=== TEKS ===

Suatu ketika, di sebuah masjid di Yogyakarta, saya kebetulan membaca sebuah buletin yang tersedia di masjid. Yang membuat saya kaget, di buletin tersebut dikatakan bahwa PAM–alias “Perusahaan Air Minum” milik negara–itu hukumnya haram. Alasannya adalah sebuah hadits yang dijadikan dasar untuk mengatakan bahwa negara wajib memenuhi kebutuhan air penduduknya secara cuma-cuma. Benarkah anggapan tersebut? Mari kita simak hadits yang dimaksudkan, juga penjelasan para ulama mengenai maknanya.

===

(TUGAS WAJIB)
• a. Sebutkan kata pertama dari setiap kalimat dalam teks tentang PAM, berurutan dari awal.
• b. Tuliskan kembali dengan tepat seluruh bagian teks tentang PAM, mulai dari "Suatu ketika, di" hingga "ulama mengenai maknanya.".

=== BARIS DATA ===

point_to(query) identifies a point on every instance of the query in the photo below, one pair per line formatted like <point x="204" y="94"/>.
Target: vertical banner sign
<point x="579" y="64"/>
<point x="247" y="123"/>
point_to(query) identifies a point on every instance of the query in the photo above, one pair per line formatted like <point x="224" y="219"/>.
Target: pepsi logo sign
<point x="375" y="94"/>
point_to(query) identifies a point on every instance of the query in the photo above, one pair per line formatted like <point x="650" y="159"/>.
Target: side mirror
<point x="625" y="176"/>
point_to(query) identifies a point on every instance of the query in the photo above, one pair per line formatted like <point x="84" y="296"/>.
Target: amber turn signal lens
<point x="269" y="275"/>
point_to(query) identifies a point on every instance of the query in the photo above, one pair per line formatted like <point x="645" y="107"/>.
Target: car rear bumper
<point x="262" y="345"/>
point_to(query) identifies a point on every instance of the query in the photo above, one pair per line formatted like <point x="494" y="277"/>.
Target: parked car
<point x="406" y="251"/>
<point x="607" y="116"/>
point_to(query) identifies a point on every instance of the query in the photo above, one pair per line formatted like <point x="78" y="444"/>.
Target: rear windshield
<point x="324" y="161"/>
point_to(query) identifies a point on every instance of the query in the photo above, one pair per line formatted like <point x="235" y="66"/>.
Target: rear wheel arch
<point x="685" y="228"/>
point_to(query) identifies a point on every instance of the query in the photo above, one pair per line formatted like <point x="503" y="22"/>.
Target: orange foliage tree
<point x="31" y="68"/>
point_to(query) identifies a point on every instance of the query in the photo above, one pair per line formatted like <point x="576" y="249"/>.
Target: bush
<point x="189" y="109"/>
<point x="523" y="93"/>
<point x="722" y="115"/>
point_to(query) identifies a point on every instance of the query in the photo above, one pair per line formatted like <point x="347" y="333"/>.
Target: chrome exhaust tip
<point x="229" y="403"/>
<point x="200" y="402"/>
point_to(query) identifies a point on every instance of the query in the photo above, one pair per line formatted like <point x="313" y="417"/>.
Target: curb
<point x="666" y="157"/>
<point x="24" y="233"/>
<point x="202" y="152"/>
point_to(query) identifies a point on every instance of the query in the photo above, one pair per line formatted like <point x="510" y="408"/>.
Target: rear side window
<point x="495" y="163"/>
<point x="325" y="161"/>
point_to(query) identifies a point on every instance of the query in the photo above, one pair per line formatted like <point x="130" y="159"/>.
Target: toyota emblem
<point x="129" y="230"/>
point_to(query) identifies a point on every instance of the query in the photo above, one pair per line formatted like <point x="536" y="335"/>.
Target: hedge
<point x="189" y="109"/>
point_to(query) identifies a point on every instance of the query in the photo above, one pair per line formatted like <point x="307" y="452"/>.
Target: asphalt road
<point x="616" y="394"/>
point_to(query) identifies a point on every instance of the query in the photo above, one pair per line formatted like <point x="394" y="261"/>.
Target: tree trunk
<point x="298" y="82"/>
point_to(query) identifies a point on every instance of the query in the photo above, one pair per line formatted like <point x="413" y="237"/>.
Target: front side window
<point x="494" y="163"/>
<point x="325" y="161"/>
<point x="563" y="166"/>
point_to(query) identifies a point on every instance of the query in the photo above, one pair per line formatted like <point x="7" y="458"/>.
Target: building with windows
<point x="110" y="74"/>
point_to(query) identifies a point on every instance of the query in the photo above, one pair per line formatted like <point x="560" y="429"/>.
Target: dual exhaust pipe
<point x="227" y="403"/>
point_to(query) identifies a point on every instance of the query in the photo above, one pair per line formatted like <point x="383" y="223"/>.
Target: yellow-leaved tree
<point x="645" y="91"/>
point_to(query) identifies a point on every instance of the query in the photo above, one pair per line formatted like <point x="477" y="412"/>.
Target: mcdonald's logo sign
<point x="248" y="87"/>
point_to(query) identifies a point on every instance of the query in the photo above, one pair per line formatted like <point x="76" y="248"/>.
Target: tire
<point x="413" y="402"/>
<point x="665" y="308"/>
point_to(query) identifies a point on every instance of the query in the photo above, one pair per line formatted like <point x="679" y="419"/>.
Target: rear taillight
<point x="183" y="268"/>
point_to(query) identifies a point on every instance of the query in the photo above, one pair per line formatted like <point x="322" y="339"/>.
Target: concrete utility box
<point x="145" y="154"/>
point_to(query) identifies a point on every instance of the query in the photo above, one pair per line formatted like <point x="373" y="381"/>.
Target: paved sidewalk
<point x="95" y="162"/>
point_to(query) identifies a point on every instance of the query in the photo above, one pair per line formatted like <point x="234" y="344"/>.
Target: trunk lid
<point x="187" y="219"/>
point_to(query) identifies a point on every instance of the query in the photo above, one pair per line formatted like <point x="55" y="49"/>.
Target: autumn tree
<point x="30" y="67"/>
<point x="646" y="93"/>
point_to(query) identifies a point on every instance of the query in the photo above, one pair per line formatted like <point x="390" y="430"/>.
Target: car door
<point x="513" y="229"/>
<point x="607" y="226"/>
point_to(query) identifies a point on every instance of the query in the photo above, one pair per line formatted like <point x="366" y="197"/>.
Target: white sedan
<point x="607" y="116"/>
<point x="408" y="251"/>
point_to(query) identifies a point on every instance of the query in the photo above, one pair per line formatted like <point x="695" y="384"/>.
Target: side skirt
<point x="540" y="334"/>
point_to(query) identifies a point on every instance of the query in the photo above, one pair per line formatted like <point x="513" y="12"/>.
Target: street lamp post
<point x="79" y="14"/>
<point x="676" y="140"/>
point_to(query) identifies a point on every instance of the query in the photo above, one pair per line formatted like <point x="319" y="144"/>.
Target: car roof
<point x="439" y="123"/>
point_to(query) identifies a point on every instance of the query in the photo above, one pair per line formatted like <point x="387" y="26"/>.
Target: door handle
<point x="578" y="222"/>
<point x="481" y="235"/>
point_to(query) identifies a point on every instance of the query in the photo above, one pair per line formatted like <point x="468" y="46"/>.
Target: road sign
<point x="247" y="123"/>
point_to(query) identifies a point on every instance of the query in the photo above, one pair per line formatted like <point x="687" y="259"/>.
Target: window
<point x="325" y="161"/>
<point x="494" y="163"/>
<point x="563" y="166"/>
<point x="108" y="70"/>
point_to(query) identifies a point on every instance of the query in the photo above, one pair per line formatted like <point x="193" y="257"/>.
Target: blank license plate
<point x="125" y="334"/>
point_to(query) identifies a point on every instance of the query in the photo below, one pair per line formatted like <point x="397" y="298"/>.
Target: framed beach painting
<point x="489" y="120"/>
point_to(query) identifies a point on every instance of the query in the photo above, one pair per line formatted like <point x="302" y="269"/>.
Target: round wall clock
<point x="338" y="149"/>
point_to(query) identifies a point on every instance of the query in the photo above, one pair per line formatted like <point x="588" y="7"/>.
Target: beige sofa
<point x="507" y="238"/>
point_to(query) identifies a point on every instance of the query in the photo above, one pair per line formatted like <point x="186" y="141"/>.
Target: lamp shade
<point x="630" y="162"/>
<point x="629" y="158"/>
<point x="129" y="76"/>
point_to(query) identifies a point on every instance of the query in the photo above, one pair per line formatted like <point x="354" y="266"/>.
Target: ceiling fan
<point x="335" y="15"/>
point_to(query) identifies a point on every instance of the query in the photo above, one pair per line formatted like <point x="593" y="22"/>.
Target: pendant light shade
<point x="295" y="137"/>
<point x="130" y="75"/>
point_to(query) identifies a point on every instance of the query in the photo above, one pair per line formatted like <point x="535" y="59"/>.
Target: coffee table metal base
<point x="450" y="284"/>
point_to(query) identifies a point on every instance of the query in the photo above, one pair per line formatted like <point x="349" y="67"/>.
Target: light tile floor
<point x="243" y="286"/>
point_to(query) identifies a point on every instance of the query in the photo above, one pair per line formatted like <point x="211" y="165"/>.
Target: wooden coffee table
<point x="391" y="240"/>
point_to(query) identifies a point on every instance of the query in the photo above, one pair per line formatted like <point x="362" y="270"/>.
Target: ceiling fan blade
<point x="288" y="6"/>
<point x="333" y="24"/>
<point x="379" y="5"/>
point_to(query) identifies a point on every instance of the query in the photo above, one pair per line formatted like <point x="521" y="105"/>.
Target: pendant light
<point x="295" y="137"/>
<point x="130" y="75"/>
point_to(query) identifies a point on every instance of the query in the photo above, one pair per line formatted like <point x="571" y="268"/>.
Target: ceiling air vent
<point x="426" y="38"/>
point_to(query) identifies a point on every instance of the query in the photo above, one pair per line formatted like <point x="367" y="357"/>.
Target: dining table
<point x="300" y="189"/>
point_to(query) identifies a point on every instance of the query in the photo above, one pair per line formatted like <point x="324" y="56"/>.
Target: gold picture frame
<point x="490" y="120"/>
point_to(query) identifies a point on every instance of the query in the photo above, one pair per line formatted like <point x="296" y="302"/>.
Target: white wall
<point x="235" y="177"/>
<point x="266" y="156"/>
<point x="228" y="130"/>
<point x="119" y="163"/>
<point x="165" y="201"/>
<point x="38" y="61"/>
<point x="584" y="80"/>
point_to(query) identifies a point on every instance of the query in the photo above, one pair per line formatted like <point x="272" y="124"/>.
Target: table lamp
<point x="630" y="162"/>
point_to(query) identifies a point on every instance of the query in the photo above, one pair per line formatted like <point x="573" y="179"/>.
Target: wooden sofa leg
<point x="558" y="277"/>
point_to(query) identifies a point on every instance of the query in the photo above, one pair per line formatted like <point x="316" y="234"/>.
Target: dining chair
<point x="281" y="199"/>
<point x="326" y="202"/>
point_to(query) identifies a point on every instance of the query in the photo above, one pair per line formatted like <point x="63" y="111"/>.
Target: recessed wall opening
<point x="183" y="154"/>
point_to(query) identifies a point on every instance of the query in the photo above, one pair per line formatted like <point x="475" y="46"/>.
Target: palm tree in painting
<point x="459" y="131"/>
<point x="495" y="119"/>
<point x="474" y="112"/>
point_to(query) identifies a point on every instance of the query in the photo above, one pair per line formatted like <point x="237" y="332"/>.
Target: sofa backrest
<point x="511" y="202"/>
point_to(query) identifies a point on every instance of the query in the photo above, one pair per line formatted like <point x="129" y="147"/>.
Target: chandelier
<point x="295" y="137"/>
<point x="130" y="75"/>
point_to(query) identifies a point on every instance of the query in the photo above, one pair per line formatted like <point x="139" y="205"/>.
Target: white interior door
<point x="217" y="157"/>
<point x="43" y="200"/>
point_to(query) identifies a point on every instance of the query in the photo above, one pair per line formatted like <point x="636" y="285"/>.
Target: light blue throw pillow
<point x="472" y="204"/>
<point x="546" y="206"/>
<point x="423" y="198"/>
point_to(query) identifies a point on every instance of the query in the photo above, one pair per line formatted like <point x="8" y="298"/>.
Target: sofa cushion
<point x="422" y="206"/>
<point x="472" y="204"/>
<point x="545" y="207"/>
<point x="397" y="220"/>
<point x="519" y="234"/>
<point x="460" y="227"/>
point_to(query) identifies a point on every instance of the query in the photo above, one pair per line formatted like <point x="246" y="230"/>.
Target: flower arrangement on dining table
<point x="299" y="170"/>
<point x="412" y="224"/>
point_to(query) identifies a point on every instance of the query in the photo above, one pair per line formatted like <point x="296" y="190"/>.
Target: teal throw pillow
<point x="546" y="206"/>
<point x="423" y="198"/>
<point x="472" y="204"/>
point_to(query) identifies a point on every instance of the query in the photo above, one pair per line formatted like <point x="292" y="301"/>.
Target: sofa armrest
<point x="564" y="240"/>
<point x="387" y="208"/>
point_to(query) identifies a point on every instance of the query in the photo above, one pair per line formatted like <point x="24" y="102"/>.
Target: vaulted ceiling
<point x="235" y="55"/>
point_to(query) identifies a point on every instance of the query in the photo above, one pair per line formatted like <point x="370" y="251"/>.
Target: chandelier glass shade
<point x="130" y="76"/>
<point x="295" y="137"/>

===

(JAWABAN TUGAS)
• a. Suatu, Yang, Alasannya, Benarkah, Mari

• b.
Suatu ketika, di sebuah masjid di Yogyakarta, saya kebetulan membaca sebuah buletin yang tersedia di masjid. Yang membuat saya kaget, di buletin tersebut dikatakan bahwa PAM–alias “Perusahaan Air Minum” milik negara–itu hukumnya haram. Alasannya adalah sebuah hadits yang dijadikan dasar untuk mengatakan bahwa negara wajib memenuhi kebutuhan air penduduknya secara cuma-cuma. Benarkah anggapan tersebut? Mari kita simak hadits yang dimaksudkan, juga penjelasan para ulama mengenai maknanya.